Your objective |
Pull each line holding "window" out of the entries below.

"""

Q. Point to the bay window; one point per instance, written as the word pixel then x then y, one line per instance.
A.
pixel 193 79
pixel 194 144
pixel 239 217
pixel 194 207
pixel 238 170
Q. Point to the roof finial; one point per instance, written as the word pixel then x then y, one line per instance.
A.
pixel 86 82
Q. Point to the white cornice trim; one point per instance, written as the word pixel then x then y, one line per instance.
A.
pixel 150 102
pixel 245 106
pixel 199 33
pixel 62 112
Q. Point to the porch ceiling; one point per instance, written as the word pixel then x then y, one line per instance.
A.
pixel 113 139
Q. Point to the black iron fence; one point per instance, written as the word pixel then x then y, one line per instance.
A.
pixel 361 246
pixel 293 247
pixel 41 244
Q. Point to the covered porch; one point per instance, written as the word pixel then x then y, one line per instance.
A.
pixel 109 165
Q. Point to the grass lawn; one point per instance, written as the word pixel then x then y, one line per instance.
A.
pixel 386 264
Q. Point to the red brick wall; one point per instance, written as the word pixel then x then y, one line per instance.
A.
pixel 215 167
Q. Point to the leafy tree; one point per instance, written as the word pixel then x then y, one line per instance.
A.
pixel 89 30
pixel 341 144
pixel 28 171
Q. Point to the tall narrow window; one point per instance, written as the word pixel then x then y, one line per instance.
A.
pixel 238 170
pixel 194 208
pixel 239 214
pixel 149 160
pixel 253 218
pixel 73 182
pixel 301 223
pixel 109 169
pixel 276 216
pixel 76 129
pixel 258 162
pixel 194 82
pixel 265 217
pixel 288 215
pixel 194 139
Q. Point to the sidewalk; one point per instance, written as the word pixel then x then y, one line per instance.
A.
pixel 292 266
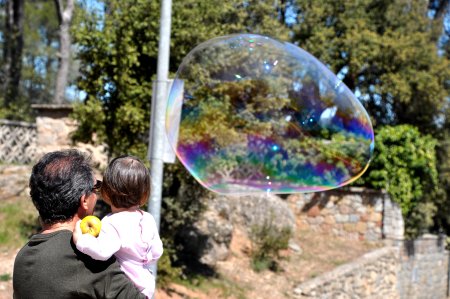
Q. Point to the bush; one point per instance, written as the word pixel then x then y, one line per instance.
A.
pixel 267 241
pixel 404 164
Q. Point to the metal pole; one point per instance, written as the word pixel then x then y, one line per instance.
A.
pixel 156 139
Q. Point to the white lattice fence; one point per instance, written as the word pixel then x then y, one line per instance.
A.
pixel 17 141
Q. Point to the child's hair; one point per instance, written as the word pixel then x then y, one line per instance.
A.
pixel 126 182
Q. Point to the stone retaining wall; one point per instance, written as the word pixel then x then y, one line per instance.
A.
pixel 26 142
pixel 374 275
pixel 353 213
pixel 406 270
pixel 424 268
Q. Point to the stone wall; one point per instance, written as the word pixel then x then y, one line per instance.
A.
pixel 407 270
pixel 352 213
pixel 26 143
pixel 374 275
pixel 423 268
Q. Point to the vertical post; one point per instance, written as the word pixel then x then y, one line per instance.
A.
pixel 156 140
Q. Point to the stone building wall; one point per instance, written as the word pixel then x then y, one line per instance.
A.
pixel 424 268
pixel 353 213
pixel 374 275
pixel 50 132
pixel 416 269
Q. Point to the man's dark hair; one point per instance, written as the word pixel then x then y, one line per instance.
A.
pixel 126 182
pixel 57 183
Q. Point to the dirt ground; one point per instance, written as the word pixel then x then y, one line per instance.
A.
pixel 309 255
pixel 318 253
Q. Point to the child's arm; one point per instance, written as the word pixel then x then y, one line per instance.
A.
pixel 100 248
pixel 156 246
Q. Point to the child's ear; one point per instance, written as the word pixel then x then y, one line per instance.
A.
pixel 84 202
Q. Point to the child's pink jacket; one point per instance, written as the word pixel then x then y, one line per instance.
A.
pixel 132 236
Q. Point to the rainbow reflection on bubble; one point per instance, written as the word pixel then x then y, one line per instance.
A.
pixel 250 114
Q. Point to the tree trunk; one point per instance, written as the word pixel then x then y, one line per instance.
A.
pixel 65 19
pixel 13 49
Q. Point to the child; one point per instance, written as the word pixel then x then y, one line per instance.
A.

"""

Solution |
Q. Point to the bay window; one point per instance, written as the word pixel then x then y, one line per instance.
Q. Point to the tall narrow window; one point per instance, written as the word pixel then x then y, one line per instance.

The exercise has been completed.